No workshop delivers this. No conscious leadership certification resolves what only honest self-examination resolves. You can have impeccable vocabulary and be one of the most destructive people in your environment — and with this regulation now in force, that has ceased to be merely an ethical question and has become a legal one as well.
— — —
For You, HR: You Are the Heart — But a Heart Needs Strength to Beat
And here we arrive at the conversation that is perhaps the most necessary of all — and the one most rarely held with honesty.
HR knows. Almost always knows.
It knows who the problematic managers are — because the turnover rates in their teams speak before any formal complaint does. It knows which areas have recurring absenteeism, which teams show the highest rates of mental health-related leave, which leaders appear repeatedly in exit conversations when someone finally feels safe enough to speak.
And it also knows that, in most cases, that knowledge stayed filed away. Sometimes for lack of structure to act. Sometimes for lack of support from senior leadership. Sometimes because the person causing harm is someone who delivers results — and results, in an organization that still confuses performance with health, protect.
This needs to be said without euphemism: when HR knows and stays silent, it stops being part of the solution and becomes part of the architecture of the problem. Not out of malice — often because of a lack of real autonomy, of structure, of being positioned in a way that makes it dependent on the approval of those it should be holding accountable. It is an institutional trap. And the updated regulation has just made it visible in a way that can no longer be ignored.

+++

PROBLEM SET
**A.** In the excerpt, why does HR know who the problematic managers are? Answer in one to three sentences.
**B.** Copy the excerpt word for word, from "No workshop delivers" up to and including "one as well.".
**C.** Answer these questions from the excerpt:
(i) What can a person have and still be one of the most destructive people in their environment?
(ii) When HR knows and stays silent, what does it become part of?
(iii) What kind of trap does the excerpt call this situation?

Entries that point to named objects
+++

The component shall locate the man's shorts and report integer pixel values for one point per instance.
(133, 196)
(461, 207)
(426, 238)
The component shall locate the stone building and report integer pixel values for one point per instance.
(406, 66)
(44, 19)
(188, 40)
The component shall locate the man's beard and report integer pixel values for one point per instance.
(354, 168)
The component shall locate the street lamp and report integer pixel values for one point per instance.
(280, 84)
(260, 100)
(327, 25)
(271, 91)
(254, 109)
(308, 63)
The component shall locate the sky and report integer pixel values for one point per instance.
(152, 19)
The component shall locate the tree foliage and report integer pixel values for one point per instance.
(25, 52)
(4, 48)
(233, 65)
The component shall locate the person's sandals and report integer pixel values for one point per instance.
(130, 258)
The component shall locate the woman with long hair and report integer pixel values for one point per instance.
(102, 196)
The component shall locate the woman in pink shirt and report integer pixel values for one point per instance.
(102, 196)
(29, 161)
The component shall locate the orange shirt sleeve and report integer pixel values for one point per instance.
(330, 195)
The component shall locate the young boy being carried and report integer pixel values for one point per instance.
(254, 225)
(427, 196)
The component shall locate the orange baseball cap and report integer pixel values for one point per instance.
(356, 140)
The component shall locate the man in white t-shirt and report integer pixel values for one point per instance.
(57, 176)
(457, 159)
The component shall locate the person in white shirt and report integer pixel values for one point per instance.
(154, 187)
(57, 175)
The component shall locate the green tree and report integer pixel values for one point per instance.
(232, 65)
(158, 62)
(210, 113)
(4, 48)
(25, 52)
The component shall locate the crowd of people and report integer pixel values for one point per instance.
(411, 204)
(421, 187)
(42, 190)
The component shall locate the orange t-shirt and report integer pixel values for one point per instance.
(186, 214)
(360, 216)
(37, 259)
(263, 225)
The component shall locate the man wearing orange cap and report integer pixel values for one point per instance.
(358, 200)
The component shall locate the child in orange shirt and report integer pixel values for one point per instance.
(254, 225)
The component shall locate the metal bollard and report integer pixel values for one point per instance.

+++

PER-TASK ANSWERS
**A.** HR knows who the problematic managers are because the turnover rates in their teams speak before any formal complaint does.

**B.**
No workshop delivers this. No conscious leadership certification resolves what only honest self-examination resolves. You can have impeccable vocabulary and be one of the most destructive people in your environment — and with this regulation now in force, that has ceased to be merely an ethical question and has become a legal one as well.

**C.**
(i) Impeccable vocabulary.
(ii) The architecture of the problem.
(iii) An institutional trap.